- **WHAT IS EXPECTED**
Render as a numbered list the lines starting with the one containing "Point on each instance of the child's" and going on through the one containing "Target: child's arm", leaving out blank lines. Include only those lines.
┌──
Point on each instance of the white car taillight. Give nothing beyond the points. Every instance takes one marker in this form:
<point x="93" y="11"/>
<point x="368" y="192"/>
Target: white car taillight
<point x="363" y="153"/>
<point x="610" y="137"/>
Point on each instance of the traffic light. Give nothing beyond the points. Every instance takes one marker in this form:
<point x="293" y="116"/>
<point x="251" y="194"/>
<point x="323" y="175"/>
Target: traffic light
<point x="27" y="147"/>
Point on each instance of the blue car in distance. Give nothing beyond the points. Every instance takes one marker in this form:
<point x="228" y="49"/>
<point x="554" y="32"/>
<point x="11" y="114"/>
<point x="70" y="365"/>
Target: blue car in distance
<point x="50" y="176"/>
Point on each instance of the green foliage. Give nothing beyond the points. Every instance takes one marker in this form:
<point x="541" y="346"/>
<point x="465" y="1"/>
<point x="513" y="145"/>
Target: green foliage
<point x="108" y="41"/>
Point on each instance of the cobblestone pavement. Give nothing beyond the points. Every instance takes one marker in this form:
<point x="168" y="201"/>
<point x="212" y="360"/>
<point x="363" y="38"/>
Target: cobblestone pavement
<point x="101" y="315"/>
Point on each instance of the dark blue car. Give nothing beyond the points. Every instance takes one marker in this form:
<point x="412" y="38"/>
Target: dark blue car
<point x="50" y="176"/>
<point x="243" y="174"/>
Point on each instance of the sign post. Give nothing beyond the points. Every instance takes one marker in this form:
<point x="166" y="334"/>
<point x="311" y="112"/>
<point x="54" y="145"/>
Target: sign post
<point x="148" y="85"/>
└──
┌──
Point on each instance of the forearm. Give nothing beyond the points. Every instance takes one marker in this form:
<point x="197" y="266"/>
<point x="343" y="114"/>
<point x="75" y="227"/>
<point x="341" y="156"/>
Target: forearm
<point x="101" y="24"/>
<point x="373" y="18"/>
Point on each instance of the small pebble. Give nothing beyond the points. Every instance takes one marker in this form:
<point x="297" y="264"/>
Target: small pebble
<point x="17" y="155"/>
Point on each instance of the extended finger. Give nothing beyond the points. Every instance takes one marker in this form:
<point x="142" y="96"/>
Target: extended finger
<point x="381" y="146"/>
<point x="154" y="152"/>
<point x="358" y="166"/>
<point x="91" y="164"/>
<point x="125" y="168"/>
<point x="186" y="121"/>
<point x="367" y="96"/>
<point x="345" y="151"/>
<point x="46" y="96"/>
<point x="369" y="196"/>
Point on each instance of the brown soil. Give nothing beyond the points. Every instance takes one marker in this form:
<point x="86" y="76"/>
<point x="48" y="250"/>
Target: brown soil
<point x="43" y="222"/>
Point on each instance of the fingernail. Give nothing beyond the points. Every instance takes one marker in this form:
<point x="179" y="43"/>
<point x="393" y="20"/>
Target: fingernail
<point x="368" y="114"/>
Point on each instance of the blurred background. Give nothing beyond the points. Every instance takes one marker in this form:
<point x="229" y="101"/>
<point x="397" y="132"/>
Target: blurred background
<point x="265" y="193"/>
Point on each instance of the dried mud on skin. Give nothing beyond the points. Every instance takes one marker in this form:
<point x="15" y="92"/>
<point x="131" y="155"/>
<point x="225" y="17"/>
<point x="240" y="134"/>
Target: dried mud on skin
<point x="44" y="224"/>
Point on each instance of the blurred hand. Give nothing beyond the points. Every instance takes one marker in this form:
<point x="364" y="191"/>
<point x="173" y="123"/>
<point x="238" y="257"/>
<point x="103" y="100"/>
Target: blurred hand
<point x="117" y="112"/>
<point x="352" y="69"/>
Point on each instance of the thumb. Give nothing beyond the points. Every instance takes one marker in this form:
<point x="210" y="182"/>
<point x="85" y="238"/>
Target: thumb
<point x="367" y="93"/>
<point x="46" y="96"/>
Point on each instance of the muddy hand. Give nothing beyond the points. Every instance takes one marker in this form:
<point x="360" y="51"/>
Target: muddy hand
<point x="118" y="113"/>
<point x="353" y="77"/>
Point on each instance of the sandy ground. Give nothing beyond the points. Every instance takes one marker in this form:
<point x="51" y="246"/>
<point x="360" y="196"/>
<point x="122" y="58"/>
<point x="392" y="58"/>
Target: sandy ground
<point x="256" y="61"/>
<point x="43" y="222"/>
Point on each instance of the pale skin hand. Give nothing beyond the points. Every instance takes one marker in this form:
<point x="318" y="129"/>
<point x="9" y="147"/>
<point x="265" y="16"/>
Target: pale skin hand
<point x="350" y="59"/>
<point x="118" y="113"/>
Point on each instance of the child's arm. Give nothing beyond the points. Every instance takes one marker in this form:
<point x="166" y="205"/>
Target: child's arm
└──
- **PROBLEM SOLUTION**
1. Point on each instance of the child's arm. Give nothing beyond the points. Every instance takes one marker in this form:
2. <point x="166" y="205"/>
3. Target: child's arm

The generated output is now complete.